### DIRECTIVE 1
Locate each line of the records that contains the word "rocky" and copy those lines. Case matters.

-------- DOCUMENT PASSAGE

# Stihl sg20



## kolbasz (Jun 7, 2017)

Anyone know how to remove these? Trying to replace the hose and wand, hit a snag


----------



## Ware (Jan 28, 2017)




----------



## Greendoc (Mar 24, 2018)

Side cutter pliars. Those are one time use Oetiker crimps. Use normal hose clamps for the replacement.


----------



## MasterMech (Sep 24, 2017)

You could use pinch clamps for the replacement as well. I hate "normal" worm drive hose clamps. Just a thing. Mostly I can't stand the tails.


----------



## kolbasz (Jun 7, 2017)

What a fight!

@ware what do you think about the hose length of the sg20, is it worth making it longer or is stock enough. I Never had an issue with stock length, but curious from your experience


----------



## MasterMech (Sep 24, 2017)

If you have a dremel with cut-off wheels, they make short work of those clamps.


----------



## Ware (Jan 28, 2017)

kolbasz said:


> What a fight!

----------------
-------- INPUT FOR THIS TASK

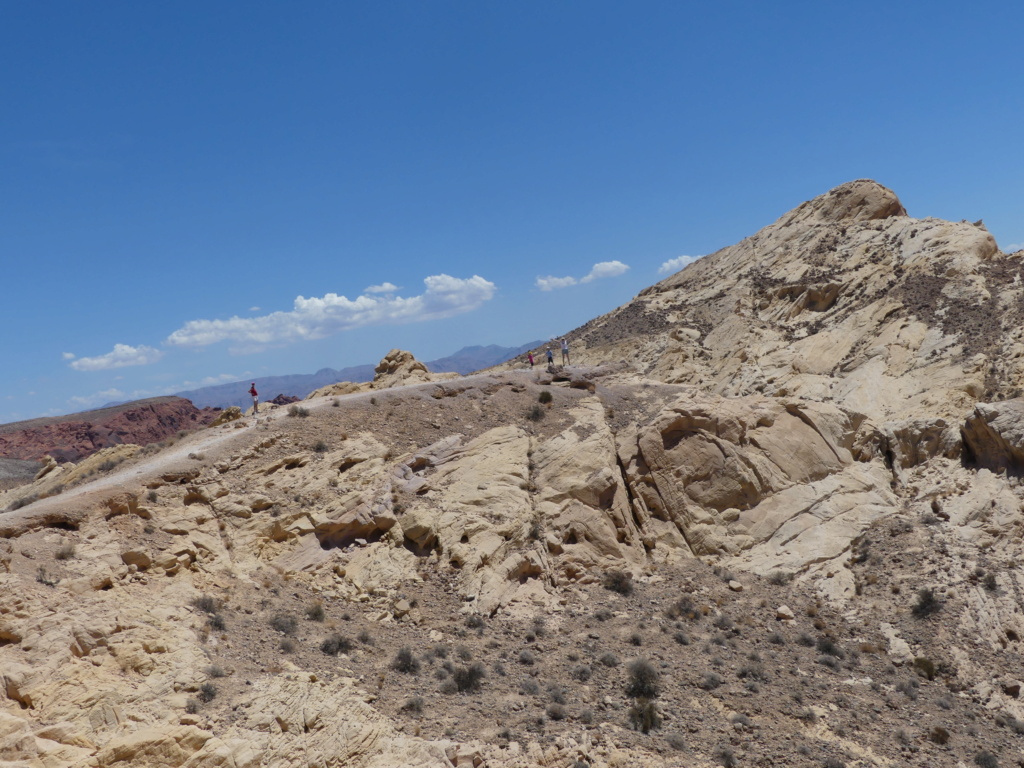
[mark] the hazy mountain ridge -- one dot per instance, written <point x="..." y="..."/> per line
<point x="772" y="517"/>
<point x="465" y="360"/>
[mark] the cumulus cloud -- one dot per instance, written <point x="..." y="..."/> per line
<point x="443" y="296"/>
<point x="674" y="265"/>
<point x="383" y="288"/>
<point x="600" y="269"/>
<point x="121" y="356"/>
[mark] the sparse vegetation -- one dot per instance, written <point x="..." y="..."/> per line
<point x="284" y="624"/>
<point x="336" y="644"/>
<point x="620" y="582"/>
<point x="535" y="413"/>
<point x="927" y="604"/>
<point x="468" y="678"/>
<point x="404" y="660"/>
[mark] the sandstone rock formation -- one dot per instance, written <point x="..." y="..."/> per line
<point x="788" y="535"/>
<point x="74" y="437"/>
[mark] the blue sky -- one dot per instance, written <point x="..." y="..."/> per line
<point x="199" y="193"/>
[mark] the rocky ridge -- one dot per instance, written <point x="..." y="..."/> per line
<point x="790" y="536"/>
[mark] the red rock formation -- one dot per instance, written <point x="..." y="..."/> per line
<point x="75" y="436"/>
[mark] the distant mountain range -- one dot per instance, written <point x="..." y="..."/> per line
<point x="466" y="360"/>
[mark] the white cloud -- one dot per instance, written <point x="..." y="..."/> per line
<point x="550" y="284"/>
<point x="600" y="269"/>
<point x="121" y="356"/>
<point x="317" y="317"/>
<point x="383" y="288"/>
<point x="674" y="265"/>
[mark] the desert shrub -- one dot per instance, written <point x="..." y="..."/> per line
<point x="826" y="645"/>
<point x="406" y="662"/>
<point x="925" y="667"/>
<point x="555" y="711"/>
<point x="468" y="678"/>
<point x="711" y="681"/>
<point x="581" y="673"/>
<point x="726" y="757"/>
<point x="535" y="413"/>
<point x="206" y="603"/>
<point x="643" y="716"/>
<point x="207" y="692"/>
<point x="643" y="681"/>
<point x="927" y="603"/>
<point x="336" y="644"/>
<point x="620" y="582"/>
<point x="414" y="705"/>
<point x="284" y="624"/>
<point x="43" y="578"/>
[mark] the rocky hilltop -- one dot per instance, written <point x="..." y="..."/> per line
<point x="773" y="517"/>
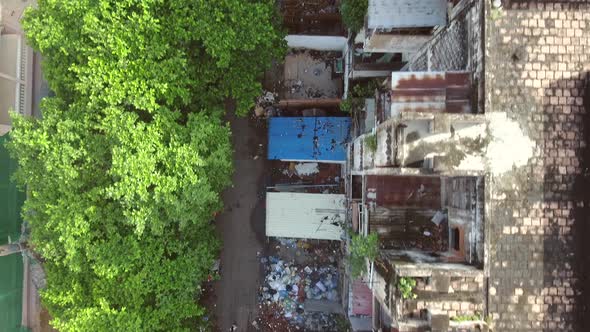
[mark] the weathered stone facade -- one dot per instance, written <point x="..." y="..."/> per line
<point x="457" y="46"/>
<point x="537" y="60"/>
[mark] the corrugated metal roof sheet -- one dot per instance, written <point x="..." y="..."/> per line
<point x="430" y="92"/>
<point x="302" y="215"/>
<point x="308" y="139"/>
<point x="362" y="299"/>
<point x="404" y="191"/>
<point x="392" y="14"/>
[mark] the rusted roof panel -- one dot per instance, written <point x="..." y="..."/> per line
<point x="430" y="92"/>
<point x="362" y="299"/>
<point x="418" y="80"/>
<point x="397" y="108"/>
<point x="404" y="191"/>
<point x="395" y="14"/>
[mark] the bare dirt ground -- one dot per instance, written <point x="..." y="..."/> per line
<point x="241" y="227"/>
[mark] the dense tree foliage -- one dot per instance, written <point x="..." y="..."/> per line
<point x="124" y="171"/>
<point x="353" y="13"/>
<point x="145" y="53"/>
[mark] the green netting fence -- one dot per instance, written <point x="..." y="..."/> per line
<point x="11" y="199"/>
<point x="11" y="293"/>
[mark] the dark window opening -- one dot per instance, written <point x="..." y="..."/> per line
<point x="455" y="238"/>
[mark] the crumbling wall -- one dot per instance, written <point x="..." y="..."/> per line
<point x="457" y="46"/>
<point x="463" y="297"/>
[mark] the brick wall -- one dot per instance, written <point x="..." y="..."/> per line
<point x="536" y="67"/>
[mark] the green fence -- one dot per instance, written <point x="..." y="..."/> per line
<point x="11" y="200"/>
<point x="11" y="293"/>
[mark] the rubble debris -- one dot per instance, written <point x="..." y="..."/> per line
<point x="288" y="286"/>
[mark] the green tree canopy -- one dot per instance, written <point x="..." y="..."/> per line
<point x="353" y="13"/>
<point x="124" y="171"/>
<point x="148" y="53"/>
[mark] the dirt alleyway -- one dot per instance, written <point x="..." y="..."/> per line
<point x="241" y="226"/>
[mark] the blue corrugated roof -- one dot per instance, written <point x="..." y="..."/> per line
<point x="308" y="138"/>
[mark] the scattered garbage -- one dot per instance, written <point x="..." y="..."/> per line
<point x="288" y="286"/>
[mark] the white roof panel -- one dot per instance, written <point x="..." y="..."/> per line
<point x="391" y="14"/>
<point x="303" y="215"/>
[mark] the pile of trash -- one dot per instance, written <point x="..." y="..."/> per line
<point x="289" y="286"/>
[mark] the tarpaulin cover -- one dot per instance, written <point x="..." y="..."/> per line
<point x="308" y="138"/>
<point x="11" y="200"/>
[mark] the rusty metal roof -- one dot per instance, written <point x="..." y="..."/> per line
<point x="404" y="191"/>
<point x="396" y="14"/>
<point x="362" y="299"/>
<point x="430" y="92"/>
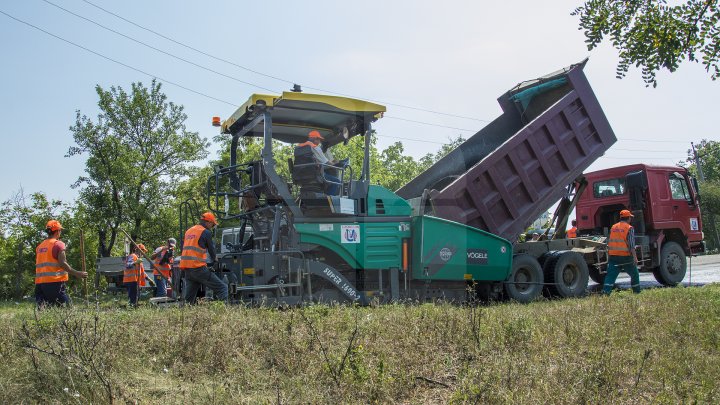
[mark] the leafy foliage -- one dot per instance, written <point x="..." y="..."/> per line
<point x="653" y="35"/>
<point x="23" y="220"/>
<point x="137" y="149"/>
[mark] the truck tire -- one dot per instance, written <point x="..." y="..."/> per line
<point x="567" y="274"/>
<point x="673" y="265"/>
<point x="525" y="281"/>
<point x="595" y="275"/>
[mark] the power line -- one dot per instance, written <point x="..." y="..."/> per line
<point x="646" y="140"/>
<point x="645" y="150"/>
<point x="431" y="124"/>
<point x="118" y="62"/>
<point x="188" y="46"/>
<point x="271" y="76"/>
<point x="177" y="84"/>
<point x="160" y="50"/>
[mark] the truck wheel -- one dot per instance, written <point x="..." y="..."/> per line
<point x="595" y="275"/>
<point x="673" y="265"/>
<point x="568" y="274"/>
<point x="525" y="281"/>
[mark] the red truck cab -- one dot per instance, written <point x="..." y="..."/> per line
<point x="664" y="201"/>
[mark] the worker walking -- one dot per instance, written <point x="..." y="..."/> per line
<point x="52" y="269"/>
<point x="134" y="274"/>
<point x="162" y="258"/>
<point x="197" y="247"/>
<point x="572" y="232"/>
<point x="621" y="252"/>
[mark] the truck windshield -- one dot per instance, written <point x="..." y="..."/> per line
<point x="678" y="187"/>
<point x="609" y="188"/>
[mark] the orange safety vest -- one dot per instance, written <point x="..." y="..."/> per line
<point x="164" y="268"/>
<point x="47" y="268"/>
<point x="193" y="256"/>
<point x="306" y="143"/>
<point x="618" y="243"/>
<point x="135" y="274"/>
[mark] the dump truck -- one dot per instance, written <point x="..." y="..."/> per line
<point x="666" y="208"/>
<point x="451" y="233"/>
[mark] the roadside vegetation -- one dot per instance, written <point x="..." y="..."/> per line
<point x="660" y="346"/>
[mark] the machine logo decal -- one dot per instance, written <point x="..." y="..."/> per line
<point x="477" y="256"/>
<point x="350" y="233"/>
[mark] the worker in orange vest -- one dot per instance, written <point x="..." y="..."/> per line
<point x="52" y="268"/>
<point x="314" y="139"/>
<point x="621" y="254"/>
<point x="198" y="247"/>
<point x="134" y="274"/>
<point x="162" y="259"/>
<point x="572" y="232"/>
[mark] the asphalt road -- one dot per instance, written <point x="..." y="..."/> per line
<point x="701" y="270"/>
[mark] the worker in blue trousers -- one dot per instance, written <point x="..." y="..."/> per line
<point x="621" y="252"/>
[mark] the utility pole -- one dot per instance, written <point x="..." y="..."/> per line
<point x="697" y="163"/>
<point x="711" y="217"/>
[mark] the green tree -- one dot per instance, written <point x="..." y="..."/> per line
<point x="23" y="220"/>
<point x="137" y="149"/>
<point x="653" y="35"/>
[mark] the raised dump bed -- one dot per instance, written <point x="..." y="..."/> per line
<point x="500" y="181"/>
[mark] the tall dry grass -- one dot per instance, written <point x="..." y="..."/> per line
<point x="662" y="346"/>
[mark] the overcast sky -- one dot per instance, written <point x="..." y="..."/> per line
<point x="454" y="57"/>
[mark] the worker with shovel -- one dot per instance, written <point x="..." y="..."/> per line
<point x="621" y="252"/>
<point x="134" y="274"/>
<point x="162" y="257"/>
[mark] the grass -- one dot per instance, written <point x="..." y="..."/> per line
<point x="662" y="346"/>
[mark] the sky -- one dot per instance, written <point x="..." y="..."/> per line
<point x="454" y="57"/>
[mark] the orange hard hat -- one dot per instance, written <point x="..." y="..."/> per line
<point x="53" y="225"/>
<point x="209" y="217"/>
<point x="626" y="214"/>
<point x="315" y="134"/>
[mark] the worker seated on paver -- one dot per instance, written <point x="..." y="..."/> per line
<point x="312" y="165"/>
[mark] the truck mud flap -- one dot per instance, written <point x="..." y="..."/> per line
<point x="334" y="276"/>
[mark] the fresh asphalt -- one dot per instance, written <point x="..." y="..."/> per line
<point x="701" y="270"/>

----------------

### DIRECTIVE 2
Write the next part of the Stihl SG20 forum thread, beginning right after its last line.

### RESPONSE 1
[mark] the rocky ridge -- one dot per instance, written <point x="..." y="..."/> per line
[mark] the rocky hilltop -- one dot per instance, written <point x="..." y="..."/> per line

### RESPONSE 2
> 
> ware what do you think about the hose length of the sg20, is it worth making it longer or is stock enough. I Never had an issue with stock length, but curious from your experience


If you're only replacing the wand you could just cut the hose behind the clamp. You won't ever notice that it is an inch shorter. I didn't replace the hose when I upgraded the wand on my SG20.

+1 on preferring the pinch clamps.


----------



## kolbasz (Jun 7, 2017)

I plan to make it portable via quick disconnects for my 2 gallon too


----------



## kolbasz (Jun 7, 2017)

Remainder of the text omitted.